■ **Directive**:
Retype, without alteration, each line from the line containing "# test: for every instance of the rocky" to the final line of the records.

begin Extracted material

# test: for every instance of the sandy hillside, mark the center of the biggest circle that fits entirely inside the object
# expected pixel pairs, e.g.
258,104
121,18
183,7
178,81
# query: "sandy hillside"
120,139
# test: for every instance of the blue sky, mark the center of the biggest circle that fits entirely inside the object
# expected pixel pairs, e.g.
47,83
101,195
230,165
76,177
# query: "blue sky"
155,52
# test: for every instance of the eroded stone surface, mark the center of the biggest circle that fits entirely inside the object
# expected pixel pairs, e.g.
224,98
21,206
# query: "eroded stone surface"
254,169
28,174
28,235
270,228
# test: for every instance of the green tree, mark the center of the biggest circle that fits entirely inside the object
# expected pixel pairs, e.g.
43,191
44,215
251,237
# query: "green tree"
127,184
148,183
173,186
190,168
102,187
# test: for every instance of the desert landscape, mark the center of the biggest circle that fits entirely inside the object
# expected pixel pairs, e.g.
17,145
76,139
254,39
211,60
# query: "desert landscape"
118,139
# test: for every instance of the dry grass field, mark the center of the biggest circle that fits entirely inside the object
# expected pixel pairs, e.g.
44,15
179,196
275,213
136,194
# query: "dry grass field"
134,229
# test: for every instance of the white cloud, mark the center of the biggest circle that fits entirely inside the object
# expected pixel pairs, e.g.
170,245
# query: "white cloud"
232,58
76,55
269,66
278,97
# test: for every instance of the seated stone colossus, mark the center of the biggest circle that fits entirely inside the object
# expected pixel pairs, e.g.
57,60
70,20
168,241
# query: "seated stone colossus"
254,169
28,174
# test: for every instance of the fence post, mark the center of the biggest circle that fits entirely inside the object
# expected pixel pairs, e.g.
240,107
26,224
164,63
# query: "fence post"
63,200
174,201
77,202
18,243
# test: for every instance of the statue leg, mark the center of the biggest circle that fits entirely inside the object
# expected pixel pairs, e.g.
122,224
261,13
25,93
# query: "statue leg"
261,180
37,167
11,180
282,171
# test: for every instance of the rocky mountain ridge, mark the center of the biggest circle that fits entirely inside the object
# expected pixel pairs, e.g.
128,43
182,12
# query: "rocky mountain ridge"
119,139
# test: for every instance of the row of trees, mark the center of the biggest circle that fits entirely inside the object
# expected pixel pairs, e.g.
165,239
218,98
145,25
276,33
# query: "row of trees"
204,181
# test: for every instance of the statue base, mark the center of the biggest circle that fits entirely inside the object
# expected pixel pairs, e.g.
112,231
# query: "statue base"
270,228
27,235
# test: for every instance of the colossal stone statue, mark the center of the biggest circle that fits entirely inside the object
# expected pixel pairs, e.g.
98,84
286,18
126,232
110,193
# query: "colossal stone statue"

end Extracted material

■ **Exercise output**:
# test: for every instance of the rocky mountain ridge, mark the center of the biggest circle that fits entirely inside the object
# expected pixel pairs, e.g.
128,43
182,12
# query: "rocky mountain ridge"
119,139
# test: for every instance of the row of trees, mark the center of the biggest circle that fits entirely inside the object
# expected pixel pairs, e.g.
165,239
218,98
145,25
276,33
# query: "row of trees"
204,181
# test: for every instance of the statue base, mark the center of the biggest circle that fits entirely inside the object
# expected pixel pairs, e.g.
112,231
# query: "statue base"
270,228
27,235
# test: for every instance of the colossal stone statue, mark the center of the biggest circle that fits entirely inside the object
# expected pixel pairs, e.g.
98,84
286,18
126,232
110,193
# query: "colossal stone statue"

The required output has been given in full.